_WRITTEN EXERCISE_: Set out every line of the data below as a Markdown table with the columns "Row" and "Line". Number the rows in order and leave out blank lines.

•••••

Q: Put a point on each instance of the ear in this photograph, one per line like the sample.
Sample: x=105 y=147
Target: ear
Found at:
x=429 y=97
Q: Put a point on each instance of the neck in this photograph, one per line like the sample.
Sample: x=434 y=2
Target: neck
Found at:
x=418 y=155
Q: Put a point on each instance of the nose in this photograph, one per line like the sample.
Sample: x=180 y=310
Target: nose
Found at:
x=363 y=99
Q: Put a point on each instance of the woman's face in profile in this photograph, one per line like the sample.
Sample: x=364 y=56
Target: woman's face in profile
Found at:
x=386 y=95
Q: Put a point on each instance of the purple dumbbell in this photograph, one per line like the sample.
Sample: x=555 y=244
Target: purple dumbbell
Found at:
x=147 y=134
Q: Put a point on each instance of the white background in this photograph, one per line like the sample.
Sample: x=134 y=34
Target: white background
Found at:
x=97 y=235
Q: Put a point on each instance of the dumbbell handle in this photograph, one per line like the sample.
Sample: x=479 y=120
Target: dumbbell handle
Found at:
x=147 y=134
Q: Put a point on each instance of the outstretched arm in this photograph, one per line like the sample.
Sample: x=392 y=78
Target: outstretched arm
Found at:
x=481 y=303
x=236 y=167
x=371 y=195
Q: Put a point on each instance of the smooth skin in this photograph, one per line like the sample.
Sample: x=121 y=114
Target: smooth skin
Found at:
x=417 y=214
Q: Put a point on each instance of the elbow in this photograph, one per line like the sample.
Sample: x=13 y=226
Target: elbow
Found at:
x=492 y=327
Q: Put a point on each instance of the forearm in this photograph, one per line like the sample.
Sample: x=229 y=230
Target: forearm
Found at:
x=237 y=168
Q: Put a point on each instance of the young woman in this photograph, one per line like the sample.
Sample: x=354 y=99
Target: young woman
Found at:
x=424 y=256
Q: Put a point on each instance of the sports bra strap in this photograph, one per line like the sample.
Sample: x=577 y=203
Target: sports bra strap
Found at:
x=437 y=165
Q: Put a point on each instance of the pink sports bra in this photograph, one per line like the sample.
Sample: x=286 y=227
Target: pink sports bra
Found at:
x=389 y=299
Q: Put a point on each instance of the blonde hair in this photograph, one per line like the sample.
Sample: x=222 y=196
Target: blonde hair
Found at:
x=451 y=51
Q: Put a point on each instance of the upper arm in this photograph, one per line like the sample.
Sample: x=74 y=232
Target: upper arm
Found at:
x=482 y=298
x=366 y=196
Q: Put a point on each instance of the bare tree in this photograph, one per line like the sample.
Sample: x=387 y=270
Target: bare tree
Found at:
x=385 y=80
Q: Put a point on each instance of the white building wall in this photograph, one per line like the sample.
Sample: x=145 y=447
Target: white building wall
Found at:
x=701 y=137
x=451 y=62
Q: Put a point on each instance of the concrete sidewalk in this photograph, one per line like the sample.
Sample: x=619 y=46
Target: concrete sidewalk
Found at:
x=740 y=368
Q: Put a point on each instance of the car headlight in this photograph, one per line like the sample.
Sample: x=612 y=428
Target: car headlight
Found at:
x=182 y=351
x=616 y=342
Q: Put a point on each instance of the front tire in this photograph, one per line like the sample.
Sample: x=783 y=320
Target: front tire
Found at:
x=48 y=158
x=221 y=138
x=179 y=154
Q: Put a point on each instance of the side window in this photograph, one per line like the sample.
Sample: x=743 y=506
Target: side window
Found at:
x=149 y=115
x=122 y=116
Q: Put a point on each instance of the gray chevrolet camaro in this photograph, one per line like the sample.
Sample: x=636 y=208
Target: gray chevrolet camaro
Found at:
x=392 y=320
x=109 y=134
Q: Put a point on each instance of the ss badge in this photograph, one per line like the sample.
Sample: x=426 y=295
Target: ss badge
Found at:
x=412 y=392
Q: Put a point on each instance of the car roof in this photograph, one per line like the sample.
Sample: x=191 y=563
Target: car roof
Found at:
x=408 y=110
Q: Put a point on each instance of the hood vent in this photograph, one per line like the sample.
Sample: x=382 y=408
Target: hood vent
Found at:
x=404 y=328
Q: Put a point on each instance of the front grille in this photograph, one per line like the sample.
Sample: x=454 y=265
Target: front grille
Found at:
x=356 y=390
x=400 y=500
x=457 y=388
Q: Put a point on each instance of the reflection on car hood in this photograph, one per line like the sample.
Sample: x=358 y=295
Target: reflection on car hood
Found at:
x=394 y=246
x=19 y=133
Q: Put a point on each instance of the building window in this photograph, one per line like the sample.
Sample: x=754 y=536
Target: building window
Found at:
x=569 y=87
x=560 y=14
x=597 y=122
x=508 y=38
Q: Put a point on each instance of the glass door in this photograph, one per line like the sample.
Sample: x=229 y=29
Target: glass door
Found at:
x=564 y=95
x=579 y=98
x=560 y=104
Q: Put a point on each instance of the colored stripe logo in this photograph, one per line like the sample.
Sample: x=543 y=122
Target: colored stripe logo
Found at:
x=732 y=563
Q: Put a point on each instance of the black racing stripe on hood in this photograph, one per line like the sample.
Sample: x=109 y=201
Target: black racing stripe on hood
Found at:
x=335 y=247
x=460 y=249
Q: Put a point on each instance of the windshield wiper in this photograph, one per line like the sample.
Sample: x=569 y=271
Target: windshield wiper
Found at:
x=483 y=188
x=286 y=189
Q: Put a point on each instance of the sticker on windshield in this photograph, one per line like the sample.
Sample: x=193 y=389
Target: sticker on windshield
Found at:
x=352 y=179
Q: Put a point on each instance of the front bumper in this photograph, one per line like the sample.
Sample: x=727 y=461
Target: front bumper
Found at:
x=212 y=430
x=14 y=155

•••••

_THE REPLY_:
| Row | Line |
|---|---|
| 1 | Q: Put a point on each instance of the ear in this photograph, one per line like the sample. |
| 2 | Sample: x=105 y=147 |
| 3 | Target: ear |
| 4 | Found at: |
| 5 | x=429 y=97 |
| 6 | Q: Put a point on each instance of the neck in this photograph, one per line like the sample. |
| 7 | Sample: x=434 y=2 |
| 8 | Target: neck |
| 9 | Found at: |
| 10 | x=418 y=155 |
| 11 | Q: Put a point on each instance of the nose in this photograph, one per line like the sample. |
| 12 | Sample: x=180 y=310 |
| 13 | Target: nose |
| 14 | Found at: |
| 15 | x=363 y=99 |
| 16 | Q: Put a point on each instance of the woman's face in profile in this photograph, one per line like the sample. |
| 17 | Sample: x=364 y=56 |
| 18 | Target: woman's face in profile |
| 19 | Found at: |
| 20 | x=386 y=95 |
| 21 | Q: Put a point on each instance of the purple dumbbell in this photograph, one per line like the sample. |
| 22 | Sample: x=555 y=244 |
| 23 | Target: purple dumbbell |
| 24 | Found at: |
| 25 | x=147 y=134 |
| 26 | Q: Put a point on each instance of the white background in this photograph, one per line like the sample. |
| 27 | Sample: x=134 y=34 |
| 28 | Target: white background |
| 29 | Found at: |
| 30 | x=97 y=235 |
| 31 | Q: Put a point on each instance of the dumbbell handle in this photograph, one per line like the sample. |
| 32 | Sample: x=479 y=120 |
| 33 | Target: dumbbell handle |
| 34 | Found at: |
| 35 | x=147 y=134 |
| 36 | Q: Put a point on each instance of the outstretched arm in this photograph, one per line like the sample. |
| 37 | Sample: x=392 y=78 |
| 38 | Target: outstretched arm |
| 39 | Found at: |
| 40 | x=481 y=303 |
| 41 | x=236 y=167 |
| 42 | x=371 y=195 |
| 43 | Q: Put a point on each instance of the smooth skin in this photograph, one per line like the sample. |
| 44 | Sample: x=121 y=114 |
| 45 | Target: smooth skin |
| 46 | Found at: |
| 47 | x=417 y=214 |
| 48 | Q: Put a point on each instance of the elbow in this photograph, one per line like the sample. |
| 49 | Sample: x=13 y=226 |
| 50 | Target: elbow |
| 51 | Found at: |
| 52 | x=492 y=327 |
| 53 | Q: Put a point on each instance of the forearm in this photograph, one per line like the sample. |
| 54 | Sample: x=229 y=230 |
| 55 | Target: forearm |
| 56 | Found at: |
| 57 | x=237 y=168 |
| 58 | Q: Put a point on each instance of the young woman in this photograph, one per line like the sample. |
| 59 | Sample: x=354 y=99 |
| 60 | Target: young woman |
| 61 | Found at: |
| 62 | x=424 y=256 |
| 63 | Q: Put a point on each instance of the sports bra strap in this photograph, one per line like the sample. |
| 64 | Sample: x=577 y=203 |
| 65 | Target: sports bra strap |
| 66 | Found at: |
| 67 | x=437 y=165 |
| 68 | Q: Put a point on each instance of the pink sports bra in this photograph, one per line like the sample. |
| 69 | Sample: x=286 y=227 |
| 70 | Target: pink sports bra |
| 71 | Found at: |
| 72 | x=389 y=299 |
| 73 | Q: Put a point on each instance of the blonde hair in this photograph, one per line like the sample. |
| 74 | Sample: x=222 y=196 |
| 75 | Target: blonde hair |
| 76 | Found at: |
| 77 | x=451 y=51 |
| 78 | Q: Put a point on each instance of the upper arm in this photograph, one per line like the sample. |
| 79 | Sample: x=74 y=232 |
| 80 | Target: upper arm |
| 81 | Found at: |
| 82 | x=482 y=298 |
| 83 | x=366 y=196 |
| 84 | Q: Put a point on each instance of the bare tree in this photograph, one per line like the sample. |
| 85 | Sample: x=387 y=270 |
| 86 | Target: bare tree |
| 87 | Found at: |
| 88 | x=385 y=80 |
| 89 | Q: Put a point on each instance of the white building wall in this photograph, one per line like the sample. |
| 90 | Sample: x=145 y=447 |
| 91 | Target: white building wall |
| 92 | Found at: |
| 93 | x=701 y=137 |
| 94 | x=451 y=62 |
| 95 | Q: Put a point on each instance of the concrete sidewalk in this photograph, one per line like the sample. |
| 96 | Sample: x=619 y=46 |
| 97 | Target: concrete sidewalk |
| 98 | Found at: |
| 99 | x=740 y=368 |
| 100 | Q: Put a point on each instance of the car headlight in this photograph, one per line like the sample. |
| 101 | Sample: x=612 y=428 |
| 102 | Target: car headlight |
| 103 | Found at: |
| 104 | x=182 y=351 |
| 105 | x=616 y=342 |
| 106 | Q: Put a point on each instance of the front tire in this photograph, one per line like the sample. |
| 107 | Sample: x=783 y=320 |
| 108 | Target: front tire |
| 109 | Found at: |
| 110 | x=48 y=158 |
| 111 | x=221 y=138 |
| 112 | x=179 y=154 |
| 113 | Q: Put a point on each instance of the side window in this photograph, one per line like the sample. |
| 114 | Sample: x=743 y=506 |
| 115 | Target: side window |
| 116 | Found at: |
| 117 | x=149 y=115 |
| 118 | x=122 y=116 |
| 119 | Q: Put a point on each instance of the gray chevrolet camaro in this photograph, one per line like the sample. |
| 120 | Sample: x=636 y=208 |
| 121 | Target: gray chevrolet camaro |
| 122 | Found at: |
| 123 | x=392 y=320 |
| 124 | x=109 y=134 |
| 125 | Q: Put a point on each instance of the ss badge in this photograph, one per line like the sample. |
| 126 | Sample: x=426 y=295 |
| 127 | Target: ss badge |
| 128 | Found at: |
| 129 | x=412 y=392 |
| 130 | Q: Put a point on each instance of the car roof in this photograph, one per line like the sample. |
| 131 | Sample: x=191 y=563 |
| 132 | Target: car roof |
| 133 | Found at: |
| 134 | x=408 y=110 |
| 135 | Q: Put a point on each instance of the hood vent in this photograph, one per line like the sample. |
| 136 | Sample: x=382 y=408 |
| 137 | Target: hood vent |
| 138 | Found at: |
| 139 | x=404 y=328 |
| 140 | Q: Put a point on each instance of the front grille in this photograph, one per line like the sample. |
| 141 | Sample: x=454 y=265 |
| 142 | Target: front grille |
| 143 | Found at: |
| 144 | x=356 y=390 |
| 145 | x=400 y=500 |
| 146 | x=457 y=388 |
| 147 | Q: Put a point on each instance of the reflection on car hood in this photograph, one per line like the sample. |
| 148 | Sample: x=358 y=295 |
| 149 | Target: reflection on car hood |
| 150 | Found at: |
| 151 | x=394 y=246 |
| 152 | x=19 y=133 |
| 153 | Q: Put a point on each instance of the building window in this photograph, one per line like the sample. |
| 154 | Sample: x=754 y=536 |
| 155 | Target: building window |
| 156 | Found at: |
| 157 | x=569 y=87 |
| 158 | x=560 y=14 |
| 159 | x=597 y=122 |
| 160 | x=508 y=38 |
| 161 | Q: Put a point on each instance of the glass door in this photograph, one per line like the sample. |
| 162 | Sample: x=229 y=29 |
| 163 | Target: glass door |
| 164 | Found at: |
| 165 | x=564 y=95 |
| 166 | x=579 y=98 |
| 167 | x=560 y=104 |
| 168 | Q: Put a point on each instance of the colored stripe logo in this photograph, one per line like the sample. |
| 169 | Sample: x=543 y=122 |
| 170 | Target: colored stripe logo |
| 171 | Found at: |
| 172 | x=732 y=563 |
| 173 | Q: Put a point on each instance of the black racing stripe on hood in this photograph, one per line like the sample. |
| 174 | Sample: x=109 y=201 |
| 175 | Target: black racing stripe on hood |
| 176 | Found at: |
| 177 | x=335 y=247 |
| 178 | x=460 y=249 |
| 179 | Q: Put a point on each instance of the windshield wiper in this photograph, one per line like the sample. |
| 180 | Sample: x=569 y=271 |
| 181 | Target: windshield wiper |
| 182 | Found at: |
| 183 | x=483 y=188 |
| 184 | x=286 y=189 |
| 185 | Q: Put a point on each instance of the sticker on windshield in this photograph, one per line like the sample. |
| 186 | Sample: x=193 y=389 |
| 187 | Target: sticker on windshield |
| 188 | Found at: |
| 189 | x=352 y=179 |
| 190 | Q: Put a point on each instance of the front bumper in this photograph, one per line like the sample. |
| 191 | Sample: x=727 y=461 |
| 192 | Target: front bumper |
| 193 | Found at: |
| 194 | x=212 y=430 |
| 195 | x=14 y=155 |